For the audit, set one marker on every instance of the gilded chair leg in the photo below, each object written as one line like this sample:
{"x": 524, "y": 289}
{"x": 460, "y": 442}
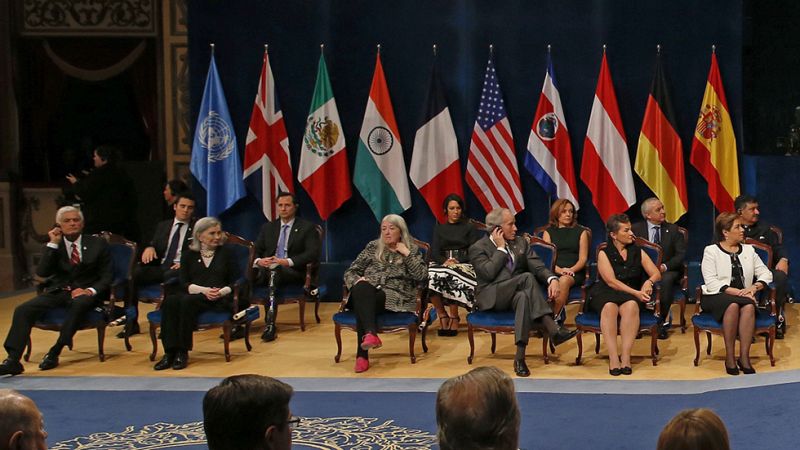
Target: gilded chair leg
{"x": 337, "y": 332}
{"x": 471, "y": 339}
{"x": 153, "y": 340}
{"x": 412, "y": 337}
{"x": 101, "y": 338}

┄┄┄┄┄┄┄┄┄┄┄┄┄┄┄┄┄┄┄┄

**REQUIRED TASK**
Rewrite the listing above, replacing "gilded chair leg" with "carved table leg" wherever it occurs and leaving every other line unchanged. Don't include the pictures.

**SOLUTION TO THIS PROBLEM**
For the audit, set one marker on every instance of the carved table leg in the photo below, each object written as one line like this sample:
{"x": 524, "y": 289}
{"x": 460, "y": 442}
Target: carved table leg
{"x": 337, "y": 332}
{"x": 471, "y": 339}
{"x": 153, "y": 340}
{"x": 412, "y": 337}
{"x": 101, "y": 338}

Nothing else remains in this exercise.